:: INSTRUCTIONS FOR THE TASK ::
Whenever a line in the entries includes the word "coconut", copy that line out.

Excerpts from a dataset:
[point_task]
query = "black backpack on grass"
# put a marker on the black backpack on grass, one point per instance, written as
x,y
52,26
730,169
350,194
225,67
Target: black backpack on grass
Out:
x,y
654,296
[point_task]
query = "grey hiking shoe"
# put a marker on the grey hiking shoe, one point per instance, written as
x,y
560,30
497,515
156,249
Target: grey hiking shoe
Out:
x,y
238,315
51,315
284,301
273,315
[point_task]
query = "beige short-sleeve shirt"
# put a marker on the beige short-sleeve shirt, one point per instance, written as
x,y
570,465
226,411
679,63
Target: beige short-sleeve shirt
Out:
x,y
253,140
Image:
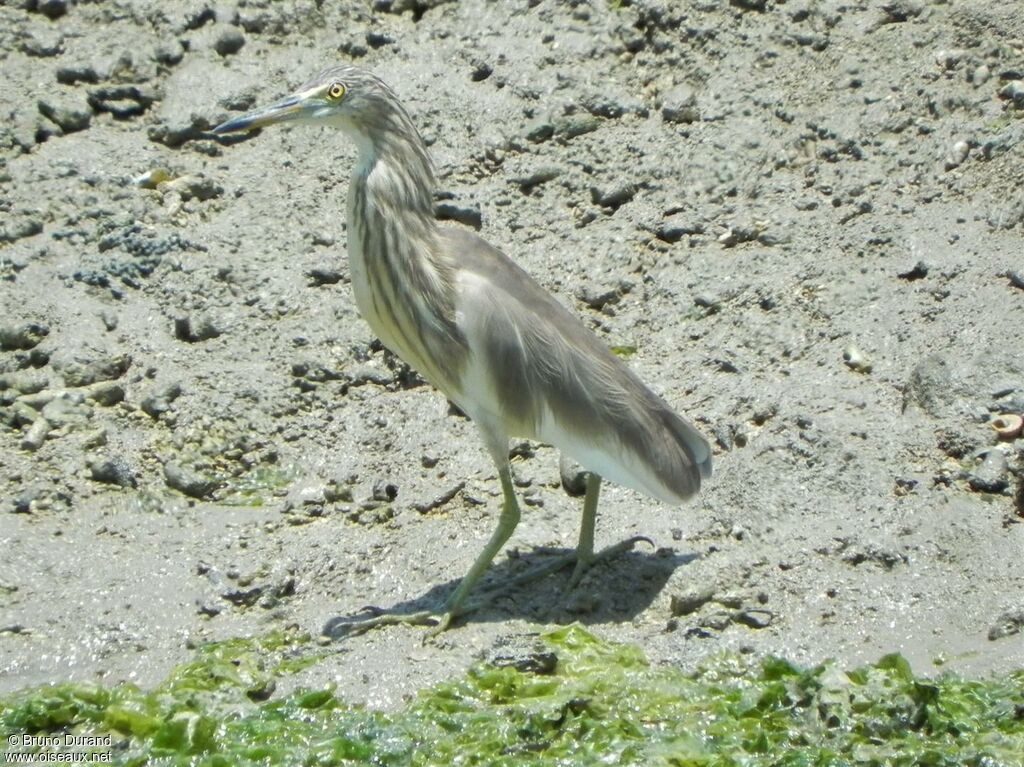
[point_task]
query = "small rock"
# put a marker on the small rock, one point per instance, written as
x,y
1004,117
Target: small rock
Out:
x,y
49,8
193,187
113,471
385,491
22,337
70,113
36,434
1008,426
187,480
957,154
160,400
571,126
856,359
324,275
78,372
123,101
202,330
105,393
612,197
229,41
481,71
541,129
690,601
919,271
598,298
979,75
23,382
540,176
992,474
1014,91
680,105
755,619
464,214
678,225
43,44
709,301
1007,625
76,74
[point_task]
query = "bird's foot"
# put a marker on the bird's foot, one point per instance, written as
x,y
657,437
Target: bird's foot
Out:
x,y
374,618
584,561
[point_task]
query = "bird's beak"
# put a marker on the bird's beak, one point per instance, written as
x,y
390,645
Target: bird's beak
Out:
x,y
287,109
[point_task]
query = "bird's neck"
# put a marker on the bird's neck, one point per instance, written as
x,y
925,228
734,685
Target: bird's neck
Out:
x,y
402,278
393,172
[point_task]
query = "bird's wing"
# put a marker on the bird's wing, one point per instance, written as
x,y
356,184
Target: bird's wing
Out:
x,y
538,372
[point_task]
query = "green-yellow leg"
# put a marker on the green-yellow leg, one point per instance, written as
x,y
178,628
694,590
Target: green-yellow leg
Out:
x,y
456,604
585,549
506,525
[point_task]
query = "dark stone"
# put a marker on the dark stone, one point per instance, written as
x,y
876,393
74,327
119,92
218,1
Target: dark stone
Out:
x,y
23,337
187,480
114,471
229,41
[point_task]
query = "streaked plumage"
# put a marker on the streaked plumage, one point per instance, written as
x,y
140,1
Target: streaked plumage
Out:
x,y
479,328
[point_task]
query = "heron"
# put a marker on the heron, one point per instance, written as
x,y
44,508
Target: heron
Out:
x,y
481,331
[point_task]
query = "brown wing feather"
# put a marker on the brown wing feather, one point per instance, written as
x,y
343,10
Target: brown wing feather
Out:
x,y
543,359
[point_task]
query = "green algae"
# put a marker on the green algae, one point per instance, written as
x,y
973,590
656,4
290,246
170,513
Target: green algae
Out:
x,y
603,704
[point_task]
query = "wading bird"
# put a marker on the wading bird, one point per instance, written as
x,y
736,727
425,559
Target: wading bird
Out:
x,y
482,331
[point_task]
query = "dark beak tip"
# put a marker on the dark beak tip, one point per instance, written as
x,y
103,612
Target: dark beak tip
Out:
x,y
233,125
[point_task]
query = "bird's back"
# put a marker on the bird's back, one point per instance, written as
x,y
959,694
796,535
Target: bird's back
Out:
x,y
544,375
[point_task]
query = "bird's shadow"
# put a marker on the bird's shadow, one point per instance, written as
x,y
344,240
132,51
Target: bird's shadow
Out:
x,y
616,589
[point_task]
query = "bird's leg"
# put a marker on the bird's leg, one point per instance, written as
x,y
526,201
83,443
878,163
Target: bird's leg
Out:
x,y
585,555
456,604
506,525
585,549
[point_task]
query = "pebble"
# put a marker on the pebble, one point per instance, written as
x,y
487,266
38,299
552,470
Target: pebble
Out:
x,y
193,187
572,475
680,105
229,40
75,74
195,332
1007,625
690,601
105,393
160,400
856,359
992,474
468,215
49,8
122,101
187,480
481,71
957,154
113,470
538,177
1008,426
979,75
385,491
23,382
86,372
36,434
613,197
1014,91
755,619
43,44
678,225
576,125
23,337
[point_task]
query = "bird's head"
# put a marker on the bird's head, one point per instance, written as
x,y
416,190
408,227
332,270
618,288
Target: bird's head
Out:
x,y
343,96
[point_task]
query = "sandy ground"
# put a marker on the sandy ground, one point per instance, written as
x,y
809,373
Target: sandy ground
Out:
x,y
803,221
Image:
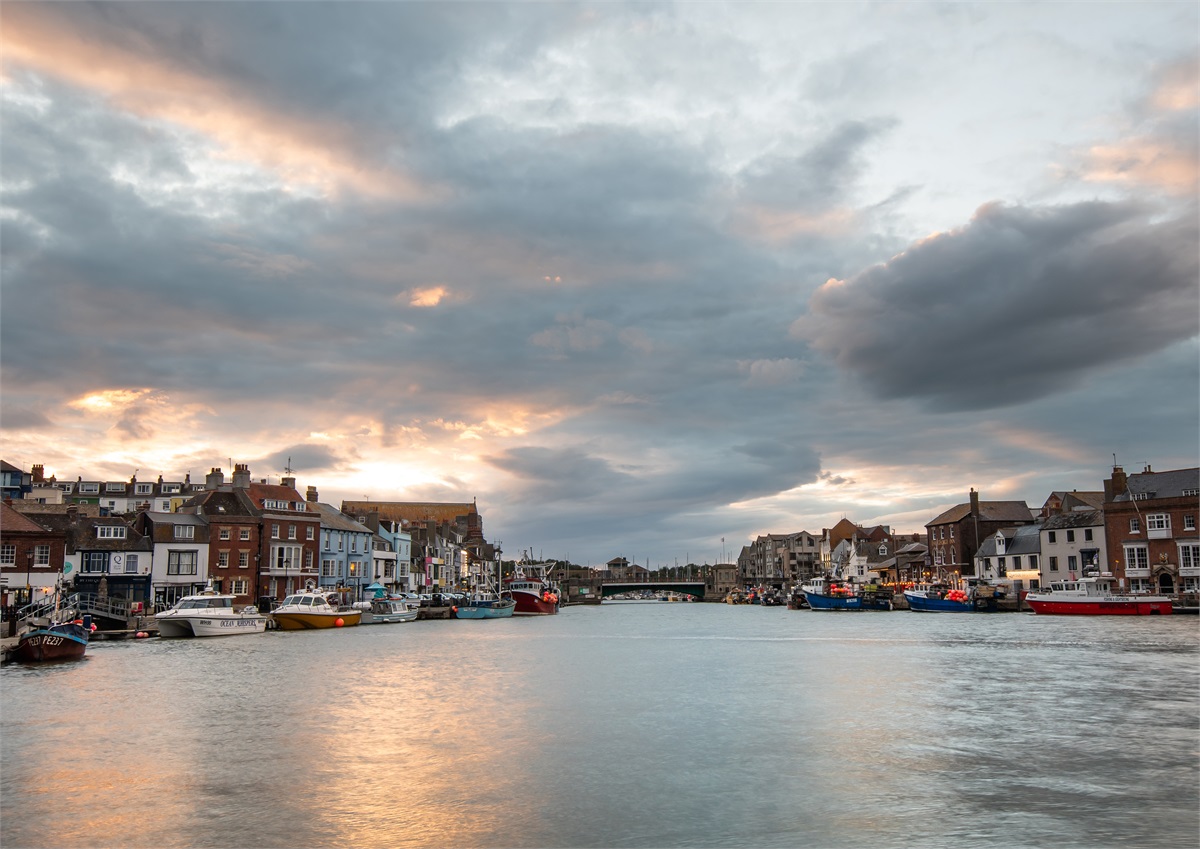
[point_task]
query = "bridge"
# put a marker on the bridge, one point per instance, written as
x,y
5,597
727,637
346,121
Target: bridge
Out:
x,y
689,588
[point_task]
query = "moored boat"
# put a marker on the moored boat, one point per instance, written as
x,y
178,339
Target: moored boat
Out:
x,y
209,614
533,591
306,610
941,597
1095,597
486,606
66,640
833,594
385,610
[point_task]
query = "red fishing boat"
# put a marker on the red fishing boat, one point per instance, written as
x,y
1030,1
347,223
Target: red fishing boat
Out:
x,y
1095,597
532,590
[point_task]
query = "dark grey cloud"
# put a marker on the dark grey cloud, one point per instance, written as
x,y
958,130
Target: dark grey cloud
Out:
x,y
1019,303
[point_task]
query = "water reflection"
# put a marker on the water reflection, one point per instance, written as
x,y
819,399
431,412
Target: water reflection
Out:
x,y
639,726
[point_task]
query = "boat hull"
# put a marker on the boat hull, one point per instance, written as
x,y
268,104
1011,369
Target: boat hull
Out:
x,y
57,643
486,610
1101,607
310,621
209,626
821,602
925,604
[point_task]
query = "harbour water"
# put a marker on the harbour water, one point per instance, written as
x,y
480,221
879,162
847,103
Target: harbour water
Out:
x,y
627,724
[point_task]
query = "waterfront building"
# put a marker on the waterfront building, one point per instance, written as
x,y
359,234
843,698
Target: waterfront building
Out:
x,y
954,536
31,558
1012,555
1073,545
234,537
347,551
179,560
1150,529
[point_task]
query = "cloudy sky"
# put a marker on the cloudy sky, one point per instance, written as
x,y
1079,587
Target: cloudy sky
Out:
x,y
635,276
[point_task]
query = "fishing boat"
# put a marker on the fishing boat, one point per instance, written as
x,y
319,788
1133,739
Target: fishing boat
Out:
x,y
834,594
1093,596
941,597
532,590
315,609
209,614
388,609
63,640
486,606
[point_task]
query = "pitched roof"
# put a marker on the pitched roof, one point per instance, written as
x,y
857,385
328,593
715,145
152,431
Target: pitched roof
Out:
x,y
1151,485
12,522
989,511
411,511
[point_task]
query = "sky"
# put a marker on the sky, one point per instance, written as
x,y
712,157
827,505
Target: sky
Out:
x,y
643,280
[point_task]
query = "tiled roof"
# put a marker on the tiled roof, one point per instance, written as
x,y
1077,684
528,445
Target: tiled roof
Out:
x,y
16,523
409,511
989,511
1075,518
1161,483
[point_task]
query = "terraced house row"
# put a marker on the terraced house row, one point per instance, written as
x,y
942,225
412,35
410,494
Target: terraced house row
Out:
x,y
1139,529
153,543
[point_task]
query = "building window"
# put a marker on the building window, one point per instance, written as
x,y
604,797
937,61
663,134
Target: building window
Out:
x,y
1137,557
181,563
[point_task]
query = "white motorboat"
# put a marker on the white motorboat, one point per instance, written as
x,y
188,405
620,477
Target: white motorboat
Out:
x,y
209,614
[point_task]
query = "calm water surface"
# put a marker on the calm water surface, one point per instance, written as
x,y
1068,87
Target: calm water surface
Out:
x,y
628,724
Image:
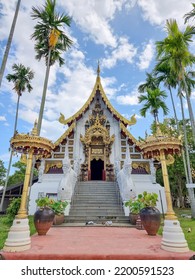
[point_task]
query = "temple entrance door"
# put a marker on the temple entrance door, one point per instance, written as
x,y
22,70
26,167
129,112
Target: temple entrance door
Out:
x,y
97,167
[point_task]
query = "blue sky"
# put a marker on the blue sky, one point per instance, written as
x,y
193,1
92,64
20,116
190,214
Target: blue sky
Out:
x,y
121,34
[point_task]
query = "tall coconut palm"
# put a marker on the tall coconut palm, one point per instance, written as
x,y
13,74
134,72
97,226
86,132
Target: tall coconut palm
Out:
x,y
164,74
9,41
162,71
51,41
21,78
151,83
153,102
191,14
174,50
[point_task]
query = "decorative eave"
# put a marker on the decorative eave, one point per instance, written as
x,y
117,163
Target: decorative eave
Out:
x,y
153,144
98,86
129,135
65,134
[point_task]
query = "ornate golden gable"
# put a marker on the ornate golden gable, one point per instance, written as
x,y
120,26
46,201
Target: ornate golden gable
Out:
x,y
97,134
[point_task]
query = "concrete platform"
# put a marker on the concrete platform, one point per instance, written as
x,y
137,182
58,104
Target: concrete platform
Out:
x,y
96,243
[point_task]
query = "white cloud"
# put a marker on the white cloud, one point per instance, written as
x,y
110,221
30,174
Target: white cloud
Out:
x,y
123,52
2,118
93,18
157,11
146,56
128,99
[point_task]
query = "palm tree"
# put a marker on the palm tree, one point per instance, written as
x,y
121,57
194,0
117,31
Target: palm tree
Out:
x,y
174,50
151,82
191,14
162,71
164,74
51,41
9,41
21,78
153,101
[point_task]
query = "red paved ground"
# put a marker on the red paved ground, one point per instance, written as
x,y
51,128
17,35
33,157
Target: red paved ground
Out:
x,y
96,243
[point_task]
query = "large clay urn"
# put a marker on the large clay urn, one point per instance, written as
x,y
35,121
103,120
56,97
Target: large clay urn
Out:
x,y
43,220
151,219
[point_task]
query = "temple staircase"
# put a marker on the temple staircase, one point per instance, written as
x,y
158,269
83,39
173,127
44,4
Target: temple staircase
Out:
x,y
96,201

:: ANSWER TO THIS EXERCISE ::
query = "tall coconut palm"
# put a marker on the tall coconut palm, one point per instance, written as
Target: tall coconut palm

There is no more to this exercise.